Task directions: Reproduce each of the items below word for word, omitting the pictures.

Dataset excerpt:

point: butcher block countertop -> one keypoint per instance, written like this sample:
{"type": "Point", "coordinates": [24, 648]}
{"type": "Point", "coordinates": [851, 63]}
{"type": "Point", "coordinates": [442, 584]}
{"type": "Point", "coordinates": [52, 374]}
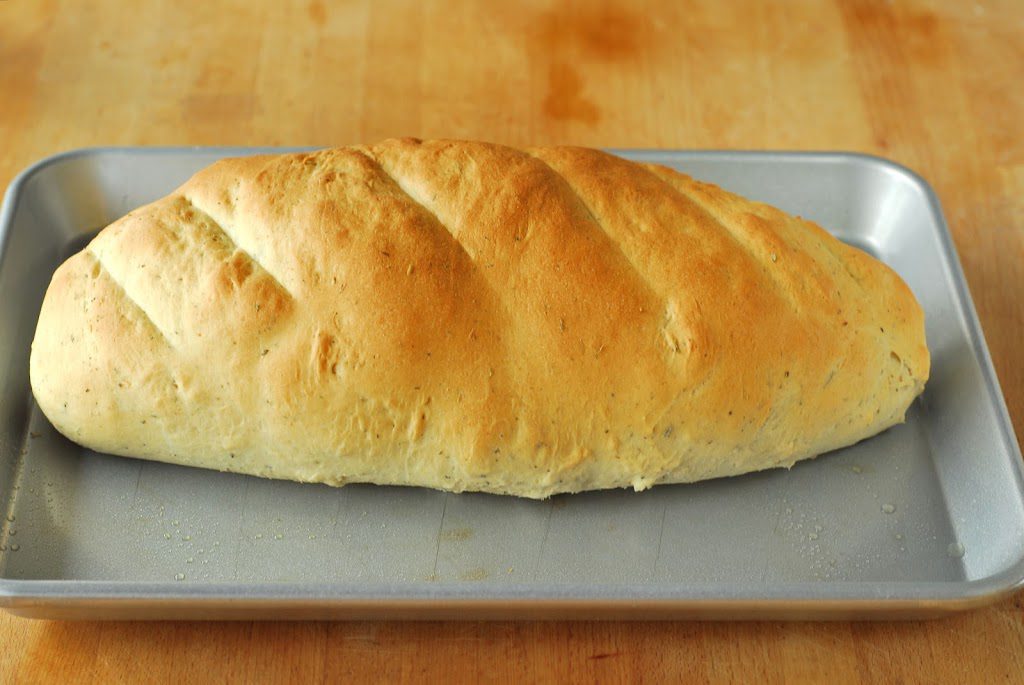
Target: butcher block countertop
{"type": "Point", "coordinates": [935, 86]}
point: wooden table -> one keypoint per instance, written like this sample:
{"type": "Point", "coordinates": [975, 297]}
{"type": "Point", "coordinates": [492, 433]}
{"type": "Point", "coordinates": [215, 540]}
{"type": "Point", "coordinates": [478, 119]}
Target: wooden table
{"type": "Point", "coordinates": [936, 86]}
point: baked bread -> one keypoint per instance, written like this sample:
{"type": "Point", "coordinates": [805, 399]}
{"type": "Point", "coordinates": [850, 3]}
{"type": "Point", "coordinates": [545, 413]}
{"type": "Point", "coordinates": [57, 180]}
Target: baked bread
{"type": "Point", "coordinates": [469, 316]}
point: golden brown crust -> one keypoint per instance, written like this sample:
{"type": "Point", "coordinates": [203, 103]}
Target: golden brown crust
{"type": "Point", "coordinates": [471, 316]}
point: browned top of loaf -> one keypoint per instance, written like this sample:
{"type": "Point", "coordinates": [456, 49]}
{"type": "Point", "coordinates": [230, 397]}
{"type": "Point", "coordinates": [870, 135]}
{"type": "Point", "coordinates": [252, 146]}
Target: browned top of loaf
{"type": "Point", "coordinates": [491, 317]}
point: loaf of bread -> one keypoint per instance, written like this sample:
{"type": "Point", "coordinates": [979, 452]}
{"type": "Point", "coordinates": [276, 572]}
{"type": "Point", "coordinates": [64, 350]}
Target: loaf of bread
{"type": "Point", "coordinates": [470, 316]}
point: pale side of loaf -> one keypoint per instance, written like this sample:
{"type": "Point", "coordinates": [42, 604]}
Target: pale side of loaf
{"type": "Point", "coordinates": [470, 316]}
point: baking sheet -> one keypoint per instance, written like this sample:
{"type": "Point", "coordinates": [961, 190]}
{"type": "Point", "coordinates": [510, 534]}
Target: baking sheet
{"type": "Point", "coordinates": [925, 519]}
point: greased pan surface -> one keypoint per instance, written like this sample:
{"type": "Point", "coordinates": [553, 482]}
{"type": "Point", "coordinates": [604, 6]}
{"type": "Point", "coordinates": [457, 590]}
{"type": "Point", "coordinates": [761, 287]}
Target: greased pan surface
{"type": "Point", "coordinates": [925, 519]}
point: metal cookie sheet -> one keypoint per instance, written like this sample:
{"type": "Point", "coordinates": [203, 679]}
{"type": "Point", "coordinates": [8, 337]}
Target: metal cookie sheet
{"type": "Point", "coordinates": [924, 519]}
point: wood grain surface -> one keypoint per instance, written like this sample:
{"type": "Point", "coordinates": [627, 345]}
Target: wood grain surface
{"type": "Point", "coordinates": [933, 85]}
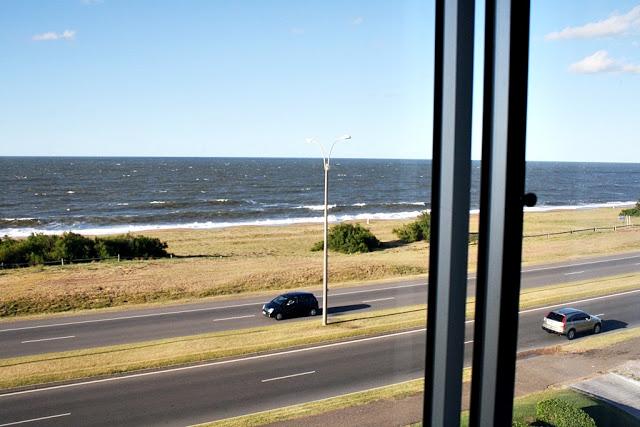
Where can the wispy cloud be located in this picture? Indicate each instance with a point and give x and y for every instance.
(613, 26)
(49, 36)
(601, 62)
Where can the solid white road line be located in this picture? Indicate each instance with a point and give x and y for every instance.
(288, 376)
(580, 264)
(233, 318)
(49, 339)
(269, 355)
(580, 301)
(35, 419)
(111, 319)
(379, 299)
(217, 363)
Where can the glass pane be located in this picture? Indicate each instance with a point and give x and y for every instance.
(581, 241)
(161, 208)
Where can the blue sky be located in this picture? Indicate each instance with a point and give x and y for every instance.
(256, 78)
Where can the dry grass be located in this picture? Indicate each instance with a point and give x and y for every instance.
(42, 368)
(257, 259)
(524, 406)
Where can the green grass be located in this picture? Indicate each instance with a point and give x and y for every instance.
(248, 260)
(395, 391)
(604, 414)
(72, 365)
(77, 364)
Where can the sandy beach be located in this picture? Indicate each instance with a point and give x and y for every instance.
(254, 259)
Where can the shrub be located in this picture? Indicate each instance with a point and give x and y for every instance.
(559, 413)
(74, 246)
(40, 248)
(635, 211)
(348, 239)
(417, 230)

Worked solution:
point: butcher block countertop -> one keypoint per instance, written like this sample:
{"type": "Point", "coordinates": [24, 648]}
{"type": "Point", "coordinates": [851, 63]}
{"type": "Point", "coordinates": [442, 584]}
{"type": "Point", "coordinates": [52, 374]}
Target: butcher block countertop
{"type": "Point", "coordinates": [935, 86]}
point: wooden table -> one keypoint per instance, written like this sample:
{"type": "Point", "coordinates": [975, 297]}
{"type": "Point", "coordinates": [492, 433]}
{"type": "Point", "coordinates": [215, 540]}
{"type": "Point", "coordinates": [478, 119]}
Target: wooden table
{"type": "Point", "coordinates": [936, 86]}
point: baked bread -> one keypoint per instance, written like this sample:
{"type": "Point", "coordinates": [805, 399]}
{"type": "Point", "coordinates": [850, 3]}
{"type": "Point", "coordinates": [545, 413]}
{"type": "Point", "coordinates": [57, 180]}
Target: baked bread
{"type": "Point", "coordinates": [469, 316]}
point: golden brown crust -> one keypoint per instance, written like this sample:
{"type": "Point", "coordinates": [203, 103]}
Target: golden brown crust
{"type": "Point", "coordinates": [471, 316]}
point: browned top of loaf -> one keypoint per instance, written like this sample:
{"type": "Point", "coordinates": [456, 49]}
{"type": "Point", "coordinates": [230, 397]}
{"type": "Point", "coordinates": [870, 135]}
{"type": "Point", "coordinates": [252, 146]}
Target: browned top of loaf
{"type": "Point", "coordinates": [491, 317]}
point: loaf of bread -> one keypoint per instance, written like this sample:
{"type": "Point", "coordinates": [979, 452]}
{"type": "Point", "coordinates": [276, 572]}
{"type": "Point", "coordinates": [64, 350]}
Target: loaf of bread
{"type": "Point", "coordinates": [470, 316]}
point: pale side of loaf -> one keypoint per instance, written like this sample:
{"type": "Point", "coordinates": [42, 604]}
Target: pale side of loaf
{"type": "Point", "coordinates": [470, 316]}
point: baking sheet -> one keypoint per instance, written like this sample:
{"type": "Point", "coordinates": [961, 190]}
{"type": "Point", "coordinates": [510, 534]}
Target: baking sheet
{"type": "Point", "coordinates": [925, 519]}
point: greased pan surface -> one keypoint per instance, written like this sample:
{"type": "Point", "coordinates": [553, 482]}
{"type": "Point", "coordinates": [604, 6]}
{"type": "Point", "coordinates": [457, 590]}
{"type": "Point", "coordinates": [761, 287]}
Target: greased pan surface
{"type": "Point", "coordinates": [925, 519]}
point: metal cookie sheet -> one keypoint per instance, written like this sample:
{"type": "Point", "coordinates": [203, 679]}
{"type": "Point", "coordinates": [8, 337]}
Target: metal cookie sheet
{"type": "Point", "coordinates": [924, 519]}
point: wood grain surface -> one keypoint per instance, written like this sample:
{"type": "Point", "coordinates": [627, 345]}
Target: wood grain surface
{"type": "Point", "coordinates": [933, 85]}
Where can the wispy cloud be located in this picture? Indicate each instance with a point and give x and y for every instance.
(613, 26)
(49, 36)
(601, 62)
Where can the solid white road line be located in this picture? Indicate each instance with a point and give x and y for every instance.
(288, 376)
(580, 264)
(233, 318)
(49, 339)
(269, 355)
(580, 301)
(35, 419)
(111, 319)
(379, 299)
(217, 363)
Where can the glass pane be located in this picture? Indicate each instance with a point and give x and y for every instance.
(581, 241)
(161, 208)
Where can the blue sky be located in this picture? Indicate each instance with a point and give x and y for every instance.
(256, 78)
Where can the dry grass be located in this picture? Indicate each instance with a point and give x and y for every instance.
(42, 368)
(257, 259)
(524, 406)
Where can the green grass be located in this picture? Indicate each instance with a point and give x and y for every instance.
(248, 260)
(395, 391)
(604, 414)
(72, 365)
(77, 364)
Where can the sandy beach be located in this picture? Indicate each instance with a point and give x and y for every instance.
(254, 259)
Where can the shrub be located in this picture? Indicate each instance with a point and give x and y for every instance.
(559, 413)
(74, 246)
(40, 248)
(635, 211)
(348, 239)
(417, 230)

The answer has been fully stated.